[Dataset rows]
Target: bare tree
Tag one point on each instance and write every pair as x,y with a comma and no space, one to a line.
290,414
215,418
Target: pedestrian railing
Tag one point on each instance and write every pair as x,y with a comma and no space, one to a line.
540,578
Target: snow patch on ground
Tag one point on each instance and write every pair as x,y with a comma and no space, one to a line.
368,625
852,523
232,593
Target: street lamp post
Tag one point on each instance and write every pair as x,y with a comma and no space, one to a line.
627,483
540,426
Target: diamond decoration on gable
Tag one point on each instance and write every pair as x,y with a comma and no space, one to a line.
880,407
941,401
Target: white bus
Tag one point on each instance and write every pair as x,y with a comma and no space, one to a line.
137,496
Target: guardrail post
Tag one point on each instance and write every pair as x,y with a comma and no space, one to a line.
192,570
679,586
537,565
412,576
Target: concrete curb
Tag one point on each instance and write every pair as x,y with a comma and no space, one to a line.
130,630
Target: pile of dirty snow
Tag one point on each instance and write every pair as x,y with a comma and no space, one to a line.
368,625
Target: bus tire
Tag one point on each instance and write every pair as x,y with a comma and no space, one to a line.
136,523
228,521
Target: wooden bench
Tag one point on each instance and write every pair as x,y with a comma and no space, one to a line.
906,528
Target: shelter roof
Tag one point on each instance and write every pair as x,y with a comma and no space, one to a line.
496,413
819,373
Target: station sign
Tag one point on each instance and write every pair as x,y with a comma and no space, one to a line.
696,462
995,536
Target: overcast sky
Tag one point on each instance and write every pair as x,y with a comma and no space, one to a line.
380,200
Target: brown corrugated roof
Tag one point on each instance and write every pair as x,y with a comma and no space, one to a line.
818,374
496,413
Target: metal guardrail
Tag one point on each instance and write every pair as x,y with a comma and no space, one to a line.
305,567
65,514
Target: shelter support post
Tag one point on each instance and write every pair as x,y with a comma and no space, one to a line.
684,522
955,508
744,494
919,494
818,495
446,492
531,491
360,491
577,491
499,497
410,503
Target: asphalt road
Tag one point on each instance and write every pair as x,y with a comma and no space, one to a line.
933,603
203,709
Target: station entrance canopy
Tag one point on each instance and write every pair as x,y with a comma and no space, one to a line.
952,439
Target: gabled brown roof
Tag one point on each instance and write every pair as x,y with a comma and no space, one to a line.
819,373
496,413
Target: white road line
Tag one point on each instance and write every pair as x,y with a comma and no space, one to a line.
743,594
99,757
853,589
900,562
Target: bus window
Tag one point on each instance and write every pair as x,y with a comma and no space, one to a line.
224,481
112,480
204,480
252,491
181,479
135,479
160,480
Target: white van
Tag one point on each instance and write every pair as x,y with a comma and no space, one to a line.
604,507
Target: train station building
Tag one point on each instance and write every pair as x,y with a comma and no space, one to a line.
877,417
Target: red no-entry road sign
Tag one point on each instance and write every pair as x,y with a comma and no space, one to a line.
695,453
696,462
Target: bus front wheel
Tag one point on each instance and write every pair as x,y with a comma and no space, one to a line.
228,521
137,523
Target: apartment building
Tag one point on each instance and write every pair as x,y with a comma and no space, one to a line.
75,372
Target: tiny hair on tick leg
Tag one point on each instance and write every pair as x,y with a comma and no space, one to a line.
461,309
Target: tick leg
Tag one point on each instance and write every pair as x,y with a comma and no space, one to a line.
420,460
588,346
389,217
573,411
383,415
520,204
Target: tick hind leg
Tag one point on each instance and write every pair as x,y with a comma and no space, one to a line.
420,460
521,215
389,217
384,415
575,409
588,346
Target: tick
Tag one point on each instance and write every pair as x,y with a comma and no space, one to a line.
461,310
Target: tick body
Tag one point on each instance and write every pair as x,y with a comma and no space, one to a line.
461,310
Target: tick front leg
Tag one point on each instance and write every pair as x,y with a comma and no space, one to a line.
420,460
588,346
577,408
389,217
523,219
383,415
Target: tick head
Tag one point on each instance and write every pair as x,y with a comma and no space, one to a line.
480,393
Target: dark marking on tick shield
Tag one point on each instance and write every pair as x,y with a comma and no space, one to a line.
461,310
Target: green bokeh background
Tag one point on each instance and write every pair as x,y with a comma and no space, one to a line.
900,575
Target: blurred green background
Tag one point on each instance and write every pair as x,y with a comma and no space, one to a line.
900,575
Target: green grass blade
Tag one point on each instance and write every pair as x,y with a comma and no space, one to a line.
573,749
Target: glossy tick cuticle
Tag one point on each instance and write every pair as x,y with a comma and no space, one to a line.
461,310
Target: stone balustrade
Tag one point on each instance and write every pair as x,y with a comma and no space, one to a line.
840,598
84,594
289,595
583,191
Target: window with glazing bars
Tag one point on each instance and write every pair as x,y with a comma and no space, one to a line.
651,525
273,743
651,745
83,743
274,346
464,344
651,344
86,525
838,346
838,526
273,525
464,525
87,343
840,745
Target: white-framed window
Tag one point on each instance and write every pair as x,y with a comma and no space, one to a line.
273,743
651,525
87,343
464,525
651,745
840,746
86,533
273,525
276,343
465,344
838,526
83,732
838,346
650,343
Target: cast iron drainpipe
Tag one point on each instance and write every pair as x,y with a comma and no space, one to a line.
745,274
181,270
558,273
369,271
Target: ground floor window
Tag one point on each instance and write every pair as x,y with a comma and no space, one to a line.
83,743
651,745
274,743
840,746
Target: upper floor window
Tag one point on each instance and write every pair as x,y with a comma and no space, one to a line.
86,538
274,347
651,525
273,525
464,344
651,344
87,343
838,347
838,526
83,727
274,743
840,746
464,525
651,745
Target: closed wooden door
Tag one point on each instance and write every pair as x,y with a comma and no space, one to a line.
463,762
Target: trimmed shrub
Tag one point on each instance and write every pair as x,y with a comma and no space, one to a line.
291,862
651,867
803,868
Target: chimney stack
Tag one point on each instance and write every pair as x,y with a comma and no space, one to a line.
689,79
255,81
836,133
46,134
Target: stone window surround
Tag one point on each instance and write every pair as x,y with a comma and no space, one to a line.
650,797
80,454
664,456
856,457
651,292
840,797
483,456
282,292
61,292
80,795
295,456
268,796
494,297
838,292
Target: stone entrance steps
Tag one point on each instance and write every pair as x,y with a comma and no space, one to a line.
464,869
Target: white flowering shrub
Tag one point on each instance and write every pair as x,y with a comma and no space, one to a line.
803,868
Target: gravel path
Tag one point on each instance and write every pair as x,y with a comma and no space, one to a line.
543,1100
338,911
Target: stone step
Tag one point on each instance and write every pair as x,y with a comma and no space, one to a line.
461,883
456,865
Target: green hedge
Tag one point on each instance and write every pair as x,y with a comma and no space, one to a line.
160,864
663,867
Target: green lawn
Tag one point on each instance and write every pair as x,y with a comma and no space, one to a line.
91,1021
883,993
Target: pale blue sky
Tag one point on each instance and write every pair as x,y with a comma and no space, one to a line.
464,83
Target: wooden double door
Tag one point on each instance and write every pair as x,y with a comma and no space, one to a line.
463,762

#### Goal
Output every item above as a two-column CSV with the header row input,output, one row per item. Put the item's text under input and its answer under output, each as one quoted field with line breaks replaced by spaces.

#### Response to the exercise
input,output
"Target: bare tree Tag one point on each instance and write every pair as x,y with a comma and no space, one to a line.","290,414 215,418"
"Target: pedestrian railing Tag one point on each instance and write every pair as x,y with a comma and no space, one to a line.","540,578"
"Target: snow patch on ground Tag one point on each instance and write every pair as x,y with a comma and no space, one to a line.","368,625 852,523 232,593"
"Target: street lamp post Tag one point on each instance and write every pair as x,y with a comma and no space, one to a line.","627,483 540,426"
"Target: diamond decoration on gable Tag one point on each instance and write every pair as x,y with a comma and no space, one to a line.","880,407 941,401"
"Target: white bus Tag one point on each instance and write every pair as x,y with a comma and no space, one to a line.","137,496"
"Target: guardrail post Tag one point on each instance and write every pair as x,y with a comma and no space, one to a line.","192,570 679,586 537,565 412,576"
"Target: concrete curb Tag one point on each instance and write every pair as x,y with a comma and no space, one to a line.","130,630"
"Target: pile of dirty snow Tag one point on each instance and write every pair as x,y with a comma and no space, one to a line.","368,625"
"Target: bus tire Tag one point on each instance and write every pair as x,y with a comma and no space, one to a line.","136,523 228,521"
"Target: wooden bench Tag one point on each instance and write every pair as x,y with a comma and no space, one to a line.","906,528"
"Target: shelter roof Tag one point on each instance and write every pair as x,y with a comma and no space, one to a line.","496,413 819,373"
"Target: station sign Tag one point on each instance and write every pair as x,y with a comma and no space, one to a line.","696,462 995,536"
"Target: overcast sky Tag one point on each instance and write every pair as x,y with a comma and no space, one to a line.","380,200"
"Target: brown corrugated roof Tag one point on each instance and write every pair as x,y with a comma and no space, one to a line.","818,374 496,413"
"Target: metal guardrail Tag one point on each instance and write every pair as x,y with a comma and no space, one to a line.","305,567 65,514"
"Target: shelter support post Tag one point on each instance and write every pair as x,y with a comma and no space, one to a line.","684,522 955,508 744,494 919,494 818,495 446,492 531,491 360,491 577,491 499,497 410,503"
"Target: asphalt road Tag one point on each instance and write every pair as x,y with a comma and no space, one to a line.","933,603 203,709"
"Target: station entrance canopy Tag one point on each instance and write every pair as x,y with a comma and no space, one to a line.","952,439"
"Target: gabled brown roof Tag one point on each instance and write every pair as x,y with a comma and no space, one to a line.","819,373 496,413"
"Target: white road line Tag one point on each instance and write every pair as x,y with a comma and no space, one to a line.","743,594 99,757 853,589 900,562"
"Target: bus window Tag one point on each instance and write every pair as x,y with a comma and no space, one to a line.","224,481 112,480 204,480 252,491 181,479 135,479 160,480"
"Target: white van Tag one point on each instance and write every pair as x,y with a comma and no space, one to a line.","604,507"
"Target: train station building Tag one point on each instance and write every pair as x,y with a comma and no space, one to a line.","877,417"
"Target: red no-entry road sign Tag one point on each instance and write every pair as x,y with a comma and no space, one to a line.","695,453 696,462"
"Target: bus front wheel Tag one point on each instance and write every pair as x,y with a comma and no space, one to a line.","228,521 137,523"
"Target: apartment building Tag one point on each instance and write every pair as x,y with a comma and no space, one to a line.","75,372"
"Target: tiny hair on tick leg Tag one point on each instance and write every pair as x,y with a comma and no space, one to a line.","461,309"
"Target: tick leg Tag one point on each instance and write every pair as x,y with a comma and no space, one to a line.","420,460 588,346 389,217 573,411 383,415 520,204"
"Target: tick hind leg Tag one point on each instance and write every pair as x,y with a comma and no space, one to a line.","420,460 521,215 389,217 384,415 575,409 588,346"
"Target: tick Tag one point on each instance and write every pair as x,y with a comma and no space, one to a line.","461,310"
"Target: tick body Tag one point on each instance and write every pair as x,y with a comma and no space, one to a line.","461,310"
"Target: tick front leg Tag one point on each instance and write every pair as x,y with a comma and no space, one to a line.","420,460 588,346 577,408 389,217 523,219 383,415"
"Target: tick head Tag one point on each instance and write every pair as x,y with a comma and no space, one to a line.","480,393"
"Target: dark marking on tick shield Tag one point on each instance and write every pair as x,y with a comma and no space, one to a line.","461,310"
"Target: green bokeh background Tag one point on each instance and write every pair as x,y with a comma and no space, one to a line.","900,575"
"Target: blurred green background Tag one point on each instance and write every pair as x,y with a comma and no space, one to a line.","900,575"
"Target: green grass blade Tag one point on each instance and write every pair as x,y with a comma and no space, one to a line.","573,749"
"Target: glossy tick cuticle Tag one point on each instance and write every pair as x,y with a comma and no space, one to a line.","461,310"
"Target: stone balustrade Tag one point on each instance and write every pair as x,y with a comma and no space, one to a line.","840,598 84,594 289,595 583,191"
"Target: window with glazing bars Tag one point on each instance and write every pair as x,y with a comma and no space, one to a line.","651,525 273,743 651,745 83,743 274,346 464,344 651,344 86,525 838,346 838,526 273,525 464,525 87,343 840,745"
"Target: white-framed window Tag one point on each instance and write every pair as x,y with a comma and no space, one to a line.","273,743 651,525 87,343 464,525 651,745 840,746 86,533 273,525 276,343 465,344 838,526 83,732 838,346 650,343"
"Target: cast iron drainpipe Tag one point on each instance and write every pair as x,y with a comma and no space, one to a line.","745,274 181,270 558,273 369,271"
"Target: ground floor window Tag one point on each instance and write every pair as x,y with a comma and no space, one to a line.","83,743 651,745 274,743 840,746"
"Target: upper floor window Tag one point on each instance and write every pair as x,y with a comma and no space, one to a line.","86,538 274,347 651,525 273,525 464,344 651,344 87,343 838,347 838,526 83,727 274,743 840,746 464,525 651,745"
"Target: closed wooden door Tag one point on each instance and write every pair as x,y with a comma and no space, one to a line.","463,762"
"Target: trimmed shrub Tag one point on each instance and write every pair as x,y with a comma and no space, one to a line.","291,862 651,867 803,868"
"Target: chimney stack Tag one point on each instance and write every pair as x,y with a comma and no space, one to a line.","689,79 255,81 836,133 46,134"
"Target: stone window surround Tag one point on each instance and write every pair as x,y with a comma and no space, one to a line.","650,797 80,454 664,456 856,457 651,292 840,797 483,456 282,292 61,292 80,795 295,456 268,796 494,297 838,292"
"Target: stone entrance steps Tag one point on each instance and write every pair as x,y with a comma and no space, one to a line.","464,869"
"Target: white flowering shrub Tag one point on each instance and write every pair as x,y with a comma and no space, one to a line.","803,868"
"Target: gravel path Tag one point on each instance and write every pair as x,y with a comma and no space, one to a line.","543,1100 338,911"
"Target: stone step Tag one point on each instance and write every pair as x,y with a comma and no space, one to a line.","461,883 456,865"
"Target: green hedge Tag one point on each instance and write every pair as x,y with a comma and no space, one to a line.","160,864 663,867"
"Target: green lawn Tag one point on each instance and write every pair as x,y with a comma and no space, one to a line.","91,1021 883,993"
"Target: pale blue sky Tag one point on each instance and write every pair as x,y with a comma and no space, one to a line.","464,83"
"Target: wooden double door Tag one point on each instance and write every pair as x,y with a comma and no space, one to a line.","463,762"